[Opening Study text section]

Our study demonstrates that pancreatic cancer cells secreted CCN1 (PCCS-CCN1) is critical for endothelial cell migration and in vitro as well as in vivo aberrant neovascularization. The molecular mechanisms by which PCCS-CCN1 regulates endothelial migration involve modulation of SHh signaling (Fig. 8), making CCN1 an attractive therapeutic target to prevent pancreatic cancer progression.

Figure 8
figure 8

Model of PCCS-CCN1 regulated pathway for tumor angiogenesis.

Pancreatic cancer-cell-secreted CCN1 activates SHh in pancreatic cancer cells through autocrine and paracrine pathways. The activated SHh then promotes adjacent endothelial cell migration and angiogenesis.

Unlike other cancers, PDAC has been considered a non-vascular cancer9. Nevertheless, multiple studies have provided ample evidence in support of a positive correlation between vascular density and PDAC progression8,9,40. Moreover, studies find pancreatic cancer cells directly involved in modulation of tumor angiogenesis in vivo through paracrine-autocrine loops and VEGF signaling has been considered a prime promoting factor9. Thus, like other solid tumors, tumor angiogenesis can be a striking target for the therapy of pancreatic cancer. Despite these findings, the underlying molecular mechanism by which pancreatic cancer cells regulate tumor angiogenesis is still incompletely understood. Because CCN1 participates in pancreatic cancer progression and is known to be an angiogenic factor13,14,15,24,37, the aim of this study was to uncover the role of PCCS-CCN1during the communication of pancreatic cancer cells and endothelial cells in induction of tumor angiogenesis/aberrant neovascularization. Tumor angiogenesis is a complex, rate-limiting and multistep process in which endothelial cell proliferation and migration followed by differentiation into aberrant capillaries are vital processes38,41. Our combined data from different in vitro and in vivo experimental approaches displayed that PCCS-CCN1 promotes endothelial cell migration and aberrant capillary formation (Figs. 2,3,4,5,6). We find that tumor angiogenic response of CCN1 was strongly dependent upon the tumor microenvironment because hrCCN1 was unable to promote endothelial cell migration and tumor angiogenesis when added in regular endothelial culture media (RM) (Fig. 3C), while tumor cell secreted CCN1 (i.e., conditioned media or co-culture system) significantly increased endothelial cell migration and promoted tumor angiogenesis. Moreover, these studies not only identify PCCS-CCN1 as a tumor angiogenic factor but also suggest that PCCS-CCN1 blockade, which blocks tumor blood vessel formation, could offer an effective strategy for disrupting tumor angiogenesis for therapy42.

[Closing Study text section]
[Opening Raw data section]

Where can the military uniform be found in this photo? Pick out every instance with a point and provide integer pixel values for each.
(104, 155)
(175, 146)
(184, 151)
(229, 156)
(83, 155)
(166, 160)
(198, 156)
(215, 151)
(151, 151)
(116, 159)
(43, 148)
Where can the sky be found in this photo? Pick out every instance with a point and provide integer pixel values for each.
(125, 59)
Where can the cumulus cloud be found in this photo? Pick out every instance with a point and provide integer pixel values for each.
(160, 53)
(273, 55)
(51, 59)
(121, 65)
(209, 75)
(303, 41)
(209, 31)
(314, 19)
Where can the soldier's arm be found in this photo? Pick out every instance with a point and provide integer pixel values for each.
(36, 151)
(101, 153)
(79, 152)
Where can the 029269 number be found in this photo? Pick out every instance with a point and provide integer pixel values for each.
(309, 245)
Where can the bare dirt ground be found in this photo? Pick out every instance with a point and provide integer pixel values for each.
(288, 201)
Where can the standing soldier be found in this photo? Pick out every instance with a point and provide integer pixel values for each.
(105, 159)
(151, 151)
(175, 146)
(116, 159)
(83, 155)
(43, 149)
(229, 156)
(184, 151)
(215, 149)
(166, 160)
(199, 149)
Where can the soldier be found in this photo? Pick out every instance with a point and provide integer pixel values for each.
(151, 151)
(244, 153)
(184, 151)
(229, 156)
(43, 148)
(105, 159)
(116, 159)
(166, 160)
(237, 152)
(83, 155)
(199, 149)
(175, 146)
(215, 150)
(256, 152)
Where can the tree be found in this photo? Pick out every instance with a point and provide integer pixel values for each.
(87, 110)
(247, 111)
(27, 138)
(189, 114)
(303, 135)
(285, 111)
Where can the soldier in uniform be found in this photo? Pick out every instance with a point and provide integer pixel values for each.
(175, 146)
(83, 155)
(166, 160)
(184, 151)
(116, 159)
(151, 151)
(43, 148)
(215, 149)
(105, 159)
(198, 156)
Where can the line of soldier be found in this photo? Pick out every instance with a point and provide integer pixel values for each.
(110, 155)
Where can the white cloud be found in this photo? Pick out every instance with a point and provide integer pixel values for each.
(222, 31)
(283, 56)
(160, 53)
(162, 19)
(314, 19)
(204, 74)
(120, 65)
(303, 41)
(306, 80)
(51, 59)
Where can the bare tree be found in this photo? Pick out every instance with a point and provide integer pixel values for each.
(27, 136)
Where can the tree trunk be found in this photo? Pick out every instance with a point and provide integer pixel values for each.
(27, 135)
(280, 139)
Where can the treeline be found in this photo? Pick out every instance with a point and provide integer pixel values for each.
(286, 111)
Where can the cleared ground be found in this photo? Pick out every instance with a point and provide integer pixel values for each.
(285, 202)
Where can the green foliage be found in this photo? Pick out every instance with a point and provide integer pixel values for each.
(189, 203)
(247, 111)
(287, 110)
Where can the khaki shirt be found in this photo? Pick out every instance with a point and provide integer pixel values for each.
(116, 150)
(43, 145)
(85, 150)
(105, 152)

[Closing Raw data section]

> Work to be completed:
In the study text on pancreatic cancer, what does the activated SHh promote? The rows have nothing to do with the study text on pancreatic cancer.

> Solution to the exercise:
It promotes adjacent endothelial cell migration and angiogenesis.